Water Tower (Tank)-Erected in 1896 as part of campus water system designed by Professors William F. Patton and Lingan S. Randolph; 110 ft. high; held 50,000 gallons of water. Disassembled 1957.

West Campus Signature Gateway-Constructed 2008; cost $325,000; located at West Campus Drive entrance to campus off Prices Fork Road; gift of Class of 1958. Dedicated Oct. 3, 2008.

Wind Tunnels-The university started acquiring wind tunnels in 1958. The various wind tunnels include the following: (1) Stability wind tunnel, originally built at NASA Langley Aeronautical Laboratory in 1940; acquired 1958; erected 1959-61. (2) Open-jet wind tunnel; constructed by Virginia Tech faculty. (3) Boundary layer wind tunnel, acquired or built around 1978. (4) Subsonic wind tunnel. (5) Low-speed compressor cascade wind tunnel. (6) Transonic cascade wind tunnel. (7) Supersonic wind tunnel; installed 1963. The trio of hypersonic, subsonic, and supersonic wind tunnels at one time created the most comprehensive combination of wind tunnel testing facilities on any campus in the U.S.

### DATASET EXCERPTS
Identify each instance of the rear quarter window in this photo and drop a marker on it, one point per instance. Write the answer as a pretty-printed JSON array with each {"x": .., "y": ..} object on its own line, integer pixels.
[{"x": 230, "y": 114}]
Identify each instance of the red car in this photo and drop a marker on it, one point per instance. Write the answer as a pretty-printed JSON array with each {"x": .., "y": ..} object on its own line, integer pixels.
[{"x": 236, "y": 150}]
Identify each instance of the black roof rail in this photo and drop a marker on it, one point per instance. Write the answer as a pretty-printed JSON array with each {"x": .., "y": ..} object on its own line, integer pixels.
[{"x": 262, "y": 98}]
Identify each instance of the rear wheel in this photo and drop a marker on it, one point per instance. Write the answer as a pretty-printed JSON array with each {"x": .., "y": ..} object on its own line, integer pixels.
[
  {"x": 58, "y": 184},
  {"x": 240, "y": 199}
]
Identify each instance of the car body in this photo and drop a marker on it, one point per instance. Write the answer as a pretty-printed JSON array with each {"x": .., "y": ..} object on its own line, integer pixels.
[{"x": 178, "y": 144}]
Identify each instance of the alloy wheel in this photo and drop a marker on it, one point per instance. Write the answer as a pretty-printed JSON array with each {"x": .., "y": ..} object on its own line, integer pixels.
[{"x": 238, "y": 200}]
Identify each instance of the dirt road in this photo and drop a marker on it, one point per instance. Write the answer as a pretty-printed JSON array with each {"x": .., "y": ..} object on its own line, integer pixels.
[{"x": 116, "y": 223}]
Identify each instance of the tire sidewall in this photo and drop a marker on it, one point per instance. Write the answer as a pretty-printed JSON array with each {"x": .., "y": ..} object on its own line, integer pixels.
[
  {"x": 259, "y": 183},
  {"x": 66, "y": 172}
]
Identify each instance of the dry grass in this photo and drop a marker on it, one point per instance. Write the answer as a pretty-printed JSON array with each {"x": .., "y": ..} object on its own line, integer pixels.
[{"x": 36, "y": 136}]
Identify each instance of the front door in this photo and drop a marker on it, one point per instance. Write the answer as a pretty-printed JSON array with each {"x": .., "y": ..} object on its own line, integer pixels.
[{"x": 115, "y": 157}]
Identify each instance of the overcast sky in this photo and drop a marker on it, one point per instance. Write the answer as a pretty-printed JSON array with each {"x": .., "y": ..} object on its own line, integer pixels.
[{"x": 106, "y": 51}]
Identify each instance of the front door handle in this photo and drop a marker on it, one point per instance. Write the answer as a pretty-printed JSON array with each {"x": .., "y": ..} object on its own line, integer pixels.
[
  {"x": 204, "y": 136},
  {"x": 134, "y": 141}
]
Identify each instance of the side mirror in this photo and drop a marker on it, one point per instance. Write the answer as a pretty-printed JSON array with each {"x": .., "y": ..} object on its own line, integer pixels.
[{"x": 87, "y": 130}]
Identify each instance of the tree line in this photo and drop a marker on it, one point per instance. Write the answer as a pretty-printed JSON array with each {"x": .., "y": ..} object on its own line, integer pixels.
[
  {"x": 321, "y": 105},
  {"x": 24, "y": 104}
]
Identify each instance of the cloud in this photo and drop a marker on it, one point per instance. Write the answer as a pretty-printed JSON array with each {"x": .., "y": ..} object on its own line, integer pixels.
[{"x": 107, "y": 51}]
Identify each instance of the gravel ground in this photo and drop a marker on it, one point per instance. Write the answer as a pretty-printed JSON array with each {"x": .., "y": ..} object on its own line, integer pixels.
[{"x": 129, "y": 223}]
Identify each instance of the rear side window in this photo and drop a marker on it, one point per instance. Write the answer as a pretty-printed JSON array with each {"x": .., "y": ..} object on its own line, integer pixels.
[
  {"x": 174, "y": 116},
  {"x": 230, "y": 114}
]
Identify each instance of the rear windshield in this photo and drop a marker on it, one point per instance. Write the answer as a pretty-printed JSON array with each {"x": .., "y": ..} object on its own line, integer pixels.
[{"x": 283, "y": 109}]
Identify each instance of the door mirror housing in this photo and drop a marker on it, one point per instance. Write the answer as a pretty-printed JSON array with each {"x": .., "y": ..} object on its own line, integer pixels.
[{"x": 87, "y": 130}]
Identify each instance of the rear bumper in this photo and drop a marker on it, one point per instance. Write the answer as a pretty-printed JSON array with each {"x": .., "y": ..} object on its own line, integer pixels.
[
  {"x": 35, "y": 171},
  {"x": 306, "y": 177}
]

### EXPLORE THE MATERIAL
a – Name every wind tunnel that the campus landmarks excerpt lists by number.
b – Transcribe the stretch of the campus landmarks excerpt from "Water Tower (Tank)-Erected" through "Oct. 3, 2008.".
c – For each statement, say whether it agrees with the campus landmarks excerpt, and quote the words that decide it: (i) The water tower was disassembled in 1957. (ii) The West Campus Signature Gateway was a gift of the Class of 1968. (iii) The supersonic wind tunnel was installed in 1959.
The listing has no connection to the campus landmarks excerpt.

### RESULTS IN ORDER
a – Stability wind tunnel; open-jet wind tunnel; boundary layer wind tunnel; subsonic wind tunnel; low-speed compressor cascade wind tunnel; transonic cascade wind tunnel; supersonic wind tunnel.

b –
Water Tower (Tank)-Erected in 1896 as part of campus water system designed by Professors William F. Patton and Lingan S. Randolph; 110 ft. high; held 50,000 gallons of water. Disassembled 1957.

West Campus Signature Gateway-Constructed 2008; cost $325,000; located at West Campus Drive entrance to campus off Prices Fork Road; gift of Class of 1958. Dedicated Oct. 3, 2008.

c –
(i) Yes: "Disassembled 1957."
(ii) No: "gift of Class of 1958."
(iii) No: "Supersonic wind tunnel; installed 1963."